[TASKS TO PERFORM]:
1. Copy out the passage about getting sheep word for word, from "Having battled the" up to and including "own consumption. Easy.".
2. Carry on the account of the hay field and the plan for sheep from the point where it stops.

We hadn’t particularly considered getting sheep, had spoken of it in passing but no more. The grass in the field grew to a metre tall, and hid monsters within the blades. We asked our old friend Maurice (he of the water-divining) to come round with his mini tractor and cut it for hay, which he did. We then spent what felt like months raking the hay into rows, only for it to be rained upon, and rendered useless as animal feed. So we have used it as mulch, expanding the no-dig beds ready for next year.
Having battled the grass in the field, and called on favours once again, we decided that maybe a sheep or two, as lawnmowers, might be the answer. The more we thought on it, the more we realised that it might be a way to get something back from the meadow, as our plans for it are long-term, half-formed, and will not be realised for a few years yet. So, we thought, let’s get some adult sheep, and breed lambs from them for our own consumption. Easy.

[Source data]
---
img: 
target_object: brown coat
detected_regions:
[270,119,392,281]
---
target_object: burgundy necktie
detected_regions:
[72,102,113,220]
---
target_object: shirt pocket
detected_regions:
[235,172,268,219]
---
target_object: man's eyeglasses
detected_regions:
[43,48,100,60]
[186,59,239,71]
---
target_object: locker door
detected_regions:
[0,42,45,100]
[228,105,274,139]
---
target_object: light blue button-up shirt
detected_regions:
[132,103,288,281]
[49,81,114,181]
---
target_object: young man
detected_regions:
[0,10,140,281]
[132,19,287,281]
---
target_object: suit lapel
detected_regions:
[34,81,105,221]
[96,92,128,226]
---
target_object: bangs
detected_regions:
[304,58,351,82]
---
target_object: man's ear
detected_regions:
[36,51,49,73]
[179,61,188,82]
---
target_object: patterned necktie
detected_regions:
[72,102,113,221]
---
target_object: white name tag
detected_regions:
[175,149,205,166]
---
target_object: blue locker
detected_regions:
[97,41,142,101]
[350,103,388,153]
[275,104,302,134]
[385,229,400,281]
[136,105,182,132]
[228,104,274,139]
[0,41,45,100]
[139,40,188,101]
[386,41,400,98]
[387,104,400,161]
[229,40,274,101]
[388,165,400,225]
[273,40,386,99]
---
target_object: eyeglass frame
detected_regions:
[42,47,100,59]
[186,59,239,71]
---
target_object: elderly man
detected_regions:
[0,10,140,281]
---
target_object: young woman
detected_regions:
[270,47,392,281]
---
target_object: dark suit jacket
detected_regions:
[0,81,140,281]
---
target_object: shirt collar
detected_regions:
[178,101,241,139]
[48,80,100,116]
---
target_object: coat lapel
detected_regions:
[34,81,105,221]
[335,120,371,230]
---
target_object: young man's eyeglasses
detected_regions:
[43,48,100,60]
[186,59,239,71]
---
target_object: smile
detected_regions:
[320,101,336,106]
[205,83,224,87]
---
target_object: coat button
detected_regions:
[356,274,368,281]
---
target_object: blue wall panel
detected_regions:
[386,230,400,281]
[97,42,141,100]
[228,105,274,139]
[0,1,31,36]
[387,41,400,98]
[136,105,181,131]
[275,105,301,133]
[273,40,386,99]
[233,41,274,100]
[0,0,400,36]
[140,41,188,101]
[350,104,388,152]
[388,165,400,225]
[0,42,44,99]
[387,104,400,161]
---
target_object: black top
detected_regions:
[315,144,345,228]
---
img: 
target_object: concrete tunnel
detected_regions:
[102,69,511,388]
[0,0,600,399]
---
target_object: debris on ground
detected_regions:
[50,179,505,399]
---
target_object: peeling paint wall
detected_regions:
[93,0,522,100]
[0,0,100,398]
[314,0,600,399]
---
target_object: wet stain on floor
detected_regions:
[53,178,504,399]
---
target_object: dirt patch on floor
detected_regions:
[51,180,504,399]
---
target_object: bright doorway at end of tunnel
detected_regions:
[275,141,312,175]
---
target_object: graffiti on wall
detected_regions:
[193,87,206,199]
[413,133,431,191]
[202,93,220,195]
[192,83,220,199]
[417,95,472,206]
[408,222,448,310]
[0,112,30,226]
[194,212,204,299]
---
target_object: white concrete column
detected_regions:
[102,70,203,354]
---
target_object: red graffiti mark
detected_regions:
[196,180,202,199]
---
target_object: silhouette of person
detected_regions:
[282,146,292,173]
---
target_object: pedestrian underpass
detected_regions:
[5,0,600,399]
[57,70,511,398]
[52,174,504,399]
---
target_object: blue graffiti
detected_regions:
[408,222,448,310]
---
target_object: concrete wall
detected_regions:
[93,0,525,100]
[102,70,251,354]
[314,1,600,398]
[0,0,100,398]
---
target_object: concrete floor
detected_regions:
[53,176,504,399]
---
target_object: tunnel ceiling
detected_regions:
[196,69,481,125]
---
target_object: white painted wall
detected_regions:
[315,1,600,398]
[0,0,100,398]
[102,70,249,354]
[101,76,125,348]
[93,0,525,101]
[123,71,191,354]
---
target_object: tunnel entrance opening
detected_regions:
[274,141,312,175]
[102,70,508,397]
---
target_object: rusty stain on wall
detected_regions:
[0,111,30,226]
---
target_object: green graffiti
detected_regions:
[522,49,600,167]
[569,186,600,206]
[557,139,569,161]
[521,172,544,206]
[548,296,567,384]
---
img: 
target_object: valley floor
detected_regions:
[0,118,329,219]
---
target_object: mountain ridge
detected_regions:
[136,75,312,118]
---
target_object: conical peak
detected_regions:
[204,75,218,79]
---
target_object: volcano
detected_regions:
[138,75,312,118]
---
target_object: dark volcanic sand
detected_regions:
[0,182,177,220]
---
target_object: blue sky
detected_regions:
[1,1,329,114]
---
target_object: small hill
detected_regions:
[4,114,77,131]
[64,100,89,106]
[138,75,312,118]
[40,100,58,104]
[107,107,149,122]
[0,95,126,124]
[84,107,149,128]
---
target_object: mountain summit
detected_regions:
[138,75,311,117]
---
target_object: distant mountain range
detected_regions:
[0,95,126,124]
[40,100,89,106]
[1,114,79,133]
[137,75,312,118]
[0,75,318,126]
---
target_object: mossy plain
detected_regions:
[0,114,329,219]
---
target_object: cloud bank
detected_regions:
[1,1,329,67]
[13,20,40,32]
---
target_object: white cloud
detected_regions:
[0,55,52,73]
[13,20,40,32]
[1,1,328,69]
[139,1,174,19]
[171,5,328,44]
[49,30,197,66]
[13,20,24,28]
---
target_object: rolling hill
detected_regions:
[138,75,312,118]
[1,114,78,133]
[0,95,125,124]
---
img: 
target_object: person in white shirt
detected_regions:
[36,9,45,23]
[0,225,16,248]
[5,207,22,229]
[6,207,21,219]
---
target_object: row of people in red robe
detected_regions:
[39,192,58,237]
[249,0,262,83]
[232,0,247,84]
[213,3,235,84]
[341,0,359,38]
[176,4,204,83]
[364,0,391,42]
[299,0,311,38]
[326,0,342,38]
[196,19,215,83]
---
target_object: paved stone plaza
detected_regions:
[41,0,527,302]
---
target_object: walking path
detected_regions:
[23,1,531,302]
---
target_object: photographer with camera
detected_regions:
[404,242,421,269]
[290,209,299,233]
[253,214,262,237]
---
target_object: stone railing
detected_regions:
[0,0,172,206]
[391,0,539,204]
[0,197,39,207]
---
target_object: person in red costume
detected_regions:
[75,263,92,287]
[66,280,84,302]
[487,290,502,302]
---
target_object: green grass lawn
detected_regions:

[EXPECTED ANSWERS]:
1.
Having battled the grass in the field, and called on favours once again, we decided that maybe a sheep or two, as lawnmowers, might be the answer. The more we thought on it, the more we realised that it might be a way to get something back from the meadow, as our plans for it are long-term, half-formed, and will not be realised for a few years yet. So, we thought, let’s get some adult sheep, and breed lambs from them for our own consumption. Easy.

2.
ML has a cousin, Guy, who has a large sheep farm in a village a few miles from us. She called him up and told him of our ideas, asked what he thought the options might be. It turned out that he had some ewes, along with their lambs, that weren’t working out for him. The ewes were tending to lamb too late in the season, and as a result their lambs were not of a weight yet whereby he could sell them at a profit. Would we want to come see them? We did.
Guy’s farm is in an idyllic setting, atop a hill with a view across the fields and forests in the valley below. Fields full of sheep surround the farmhouse, a large pond is home to shouting geese and flapping ducks. On the day we visited, two newly arrived pigs were pelting chaotically around the farm, playing hide-and-seek.
Not knowing what we were looking for, but trusting Guy, we agreed to buy the two ewes and three lambs that he suggested. We retreated to Guy’s farmhouse and drank whisky to toast the deal.
Two days later, Guy arrived, sheep in a trailer. We released them into the field and they ran, eating as they did, which is quite a skill. With grass aplenty, and an old pig house for shelter, they were content.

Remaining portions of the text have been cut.